* **REQUIRED TASKS**
**A)** In the acquisitions article, how many bakery cafés does Panera have in the US?
**B)** From the acquisitions article, output the passage starting with "Gilead's growth has" and going on through "a big-ticket acquisition.".
**C)** Pick up the acquisitions article from the point where it stops, and keep writing.

* **EXTRACTED TEXT**
____
Gilead's growth has been fueled by its pricey, but revolutionary, hepatitis C drugs, but with fewer eligible patients and rising competition, sales have begun to fall.
Wall Street and Gilead shareholders have long been expecting Gilead to use its cash pile for a big-ticket acquisition.
“The acquisition of Kite establishes Gilead as a leader in cellular therapy and provides a foundation from which to drive continued innovation for people with advanced cancers,” said John F. Milligan, PhD, Gilead’s President and Chief Executive Officer.
Research and development, as well as the commercialization operations for Kite, will remain based in Santa Monica, California, with product manufacturing remaining in El Segundo, California.
#5 JAB Holdings buys Panera Bread for $7.5B
JAB Holdings, the owner of Krispy Kreme, Keurig and Peet’s Coffee, announced in April that it would buy US bakery chain Panera Bread Company in a deal worth $7.5 billion, expanding its already formidable coffee and breakfast empire.
The Luxembourg-based JAB, the investment vehicle of Germany's billionaire Reimann family, has snapped up several US-based breakfast and coffee companies in recent years, including Krispy Kreme Doughnuts and the K-cup coffee pod-maker Keurig Green Mountain Inc.
In 2015, JAB became the world's largest pure-play coffee maker by volume when it created Jacobs Douwe Egberts in Europe, a joint venture that combined its D.E. Master Blenders 1753 business with the coffee business of US-based Mondelez International Inc.
Panera has 2,000 bakery cafés throughout the US offering fresh ingredients that appeal to health-conscious consumers. The St. Louis-based company has reported better-than-expected earnings per share for the past six quarters.
According to a joint statement issued by JAB Holdings and Panera, the deal includes the assumption of about $340 million of net debt.
____
Dataset entries:
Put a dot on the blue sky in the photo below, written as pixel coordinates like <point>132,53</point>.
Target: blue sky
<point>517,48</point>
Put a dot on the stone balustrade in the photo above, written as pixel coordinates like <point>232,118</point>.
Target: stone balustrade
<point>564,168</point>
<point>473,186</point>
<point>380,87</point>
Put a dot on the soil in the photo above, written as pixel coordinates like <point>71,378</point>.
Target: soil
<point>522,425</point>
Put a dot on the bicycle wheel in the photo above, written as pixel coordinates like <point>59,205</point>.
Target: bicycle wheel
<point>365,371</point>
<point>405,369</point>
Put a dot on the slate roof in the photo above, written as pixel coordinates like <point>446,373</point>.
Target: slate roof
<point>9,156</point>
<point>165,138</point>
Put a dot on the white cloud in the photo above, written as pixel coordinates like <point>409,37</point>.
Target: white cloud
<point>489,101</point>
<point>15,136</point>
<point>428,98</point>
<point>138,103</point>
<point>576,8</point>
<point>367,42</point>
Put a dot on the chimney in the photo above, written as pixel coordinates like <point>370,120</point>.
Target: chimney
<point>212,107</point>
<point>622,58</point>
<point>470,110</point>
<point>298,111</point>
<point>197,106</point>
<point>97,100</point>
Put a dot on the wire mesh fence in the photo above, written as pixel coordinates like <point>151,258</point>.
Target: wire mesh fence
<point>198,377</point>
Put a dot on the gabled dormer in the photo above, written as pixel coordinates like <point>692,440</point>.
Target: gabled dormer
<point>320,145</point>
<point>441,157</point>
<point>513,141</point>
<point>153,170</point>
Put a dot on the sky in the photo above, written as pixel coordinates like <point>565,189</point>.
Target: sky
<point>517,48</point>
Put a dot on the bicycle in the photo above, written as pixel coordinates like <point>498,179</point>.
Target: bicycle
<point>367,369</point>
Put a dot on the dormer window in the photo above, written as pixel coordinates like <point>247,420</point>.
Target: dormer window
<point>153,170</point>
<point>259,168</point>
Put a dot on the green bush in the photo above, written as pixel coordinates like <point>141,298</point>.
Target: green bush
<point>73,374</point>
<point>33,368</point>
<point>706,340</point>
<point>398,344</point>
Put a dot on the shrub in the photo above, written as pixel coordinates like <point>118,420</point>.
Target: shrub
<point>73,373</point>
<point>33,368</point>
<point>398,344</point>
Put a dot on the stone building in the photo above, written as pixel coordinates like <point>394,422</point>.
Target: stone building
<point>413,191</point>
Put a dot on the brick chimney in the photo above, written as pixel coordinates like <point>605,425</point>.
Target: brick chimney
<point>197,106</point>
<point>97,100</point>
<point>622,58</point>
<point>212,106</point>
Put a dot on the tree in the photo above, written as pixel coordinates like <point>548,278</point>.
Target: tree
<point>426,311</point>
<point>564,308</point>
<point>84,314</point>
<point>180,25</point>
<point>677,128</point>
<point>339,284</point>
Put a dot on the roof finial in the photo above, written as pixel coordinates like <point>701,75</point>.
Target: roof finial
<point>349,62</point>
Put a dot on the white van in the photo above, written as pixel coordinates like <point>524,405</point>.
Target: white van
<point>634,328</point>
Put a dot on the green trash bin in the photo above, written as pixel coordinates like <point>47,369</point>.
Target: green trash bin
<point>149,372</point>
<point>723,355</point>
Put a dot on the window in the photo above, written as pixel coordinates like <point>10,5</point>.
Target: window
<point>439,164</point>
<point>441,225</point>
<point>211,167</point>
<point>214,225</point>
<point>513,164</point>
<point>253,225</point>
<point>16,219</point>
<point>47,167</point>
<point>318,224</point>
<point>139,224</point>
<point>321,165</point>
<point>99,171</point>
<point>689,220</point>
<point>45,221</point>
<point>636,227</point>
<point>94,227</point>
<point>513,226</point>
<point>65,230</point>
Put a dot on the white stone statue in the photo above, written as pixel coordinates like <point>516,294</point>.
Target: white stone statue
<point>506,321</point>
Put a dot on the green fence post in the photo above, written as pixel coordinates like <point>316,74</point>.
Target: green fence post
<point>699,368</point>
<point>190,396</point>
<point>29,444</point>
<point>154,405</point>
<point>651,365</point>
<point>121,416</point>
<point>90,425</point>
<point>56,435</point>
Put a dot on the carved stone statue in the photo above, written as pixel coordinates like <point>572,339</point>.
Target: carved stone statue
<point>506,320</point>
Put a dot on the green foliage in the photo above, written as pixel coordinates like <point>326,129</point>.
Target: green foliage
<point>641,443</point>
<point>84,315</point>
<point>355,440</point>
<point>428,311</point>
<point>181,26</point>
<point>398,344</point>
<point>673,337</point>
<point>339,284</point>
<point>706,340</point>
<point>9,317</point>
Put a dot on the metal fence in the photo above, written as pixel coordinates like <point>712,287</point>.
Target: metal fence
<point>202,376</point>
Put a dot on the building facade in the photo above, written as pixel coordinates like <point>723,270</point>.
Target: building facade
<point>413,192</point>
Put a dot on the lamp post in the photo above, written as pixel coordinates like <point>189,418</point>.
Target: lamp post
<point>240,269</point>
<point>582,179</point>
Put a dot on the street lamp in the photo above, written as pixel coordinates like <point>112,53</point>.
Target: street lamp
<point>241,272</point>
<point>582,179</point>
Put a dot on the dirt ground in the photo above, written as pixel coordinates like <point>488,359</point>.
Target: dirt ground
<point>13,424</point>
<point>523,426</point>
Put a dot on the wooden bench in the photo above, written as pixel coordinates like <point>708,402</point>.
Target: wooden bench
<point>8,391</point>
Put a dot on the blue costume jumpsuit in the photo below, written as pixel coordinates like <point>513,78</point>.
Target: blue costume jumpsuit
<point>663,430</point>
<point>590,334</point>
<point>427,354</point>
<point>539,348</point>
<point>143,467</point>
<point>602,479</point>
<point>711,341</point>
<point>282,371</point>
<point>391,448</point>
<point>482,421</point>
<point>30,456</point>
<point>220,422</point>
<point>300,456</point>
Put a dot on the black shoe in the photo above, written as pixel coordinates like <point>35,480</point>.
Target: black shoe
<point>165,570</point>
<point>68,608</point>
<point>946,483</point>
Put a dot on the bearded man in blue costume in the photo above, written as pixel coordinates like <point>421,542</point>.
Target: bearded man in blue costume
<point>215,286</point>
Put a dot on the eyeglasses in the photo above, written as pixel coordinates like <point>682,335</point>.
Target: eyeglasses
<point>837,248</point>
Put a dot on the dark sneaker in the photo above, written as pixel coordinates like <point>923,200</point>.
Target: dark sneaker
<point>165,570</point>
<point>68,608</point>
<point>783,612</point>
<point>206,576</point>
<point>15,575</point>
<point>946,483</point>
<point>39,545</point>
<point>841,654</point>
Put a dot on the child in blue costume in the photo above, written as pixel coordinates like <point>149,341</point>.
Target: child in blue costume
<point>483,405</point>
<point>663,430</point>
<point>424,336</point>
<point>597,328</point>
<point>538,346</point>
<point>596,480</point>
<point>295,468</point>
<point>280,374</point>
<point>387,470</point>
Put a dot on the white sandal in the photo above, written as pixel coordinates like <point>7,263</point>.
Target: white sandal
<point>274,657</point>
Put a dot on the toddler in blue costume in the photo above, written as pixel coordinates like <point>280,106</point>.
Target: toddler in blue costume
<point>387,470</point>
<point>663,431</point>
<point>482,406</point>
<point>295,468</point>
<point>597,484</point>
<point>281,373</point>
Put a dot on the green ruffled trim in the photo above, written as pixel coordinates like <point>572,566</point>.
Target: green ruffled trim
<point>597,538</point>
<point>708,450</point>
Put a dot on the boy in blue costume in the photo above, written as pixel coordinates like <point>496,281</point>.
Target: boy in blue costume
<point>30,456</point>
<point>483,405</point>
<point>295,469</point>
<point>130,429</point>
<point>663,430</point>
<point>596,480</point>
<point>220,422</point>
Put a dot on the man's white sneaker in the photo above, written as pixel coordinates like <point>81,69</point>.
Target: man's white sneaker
____
* **RESPONSES TO THE EXERCISE**
**A)** 2,000

**B)**
Gilead's growth has been fueled by its pricey, but revolutionary, hepatitis C drugs, but with fewer eligible patients and rising competition, sales have begun to fall.
Wall Street and Gilead shareholders have long been expecting Gilead to use its cash pile for a big-ticket acquisition.

**C)**
#6 PetSmart buys Chewy.com for $3.35B
In the biggest e-commerce acquisition in history, PetSmart agreed last year to purchase fast-growing pet food and product site Chewy.com for $3.35 billion. The deal is a huge one by any standard—bigger than Walmart's $3.3 billion deal for Jet.com last year—and especially for a retail company like PetSmart, which was itself valued at only $8.7 billion when private equity investors took it over in 2015.
Chewy.com has been one of the fastest-growing e-commerce sites on the planet with nearly $900 million in revenue last year, in what was only its fifth year in operation. The company had been a potential IPO candidate for this year or next but was taken out by its brick-and-mortar competitor before that.
Chewy was founded in 2011 by Ryan Cohen and Michael Day and built a cult following for its excellent customer service, large selection and fast shipping. The deal seems like the type of bet-the-company acquisition by a traditional retailer that commerce-focused venture capitalists have been betting on for some time. While Walmart’s acquisition of Jet.com was a huge deal by e-commerce standards, it represented just a fraction of Walmart’s market value. Silicon Valley investors are surely hoping more will follow in PetSmart’s path, as brick-and-mortar retailers struggle to adapt to the impact of changing consumer behaviors.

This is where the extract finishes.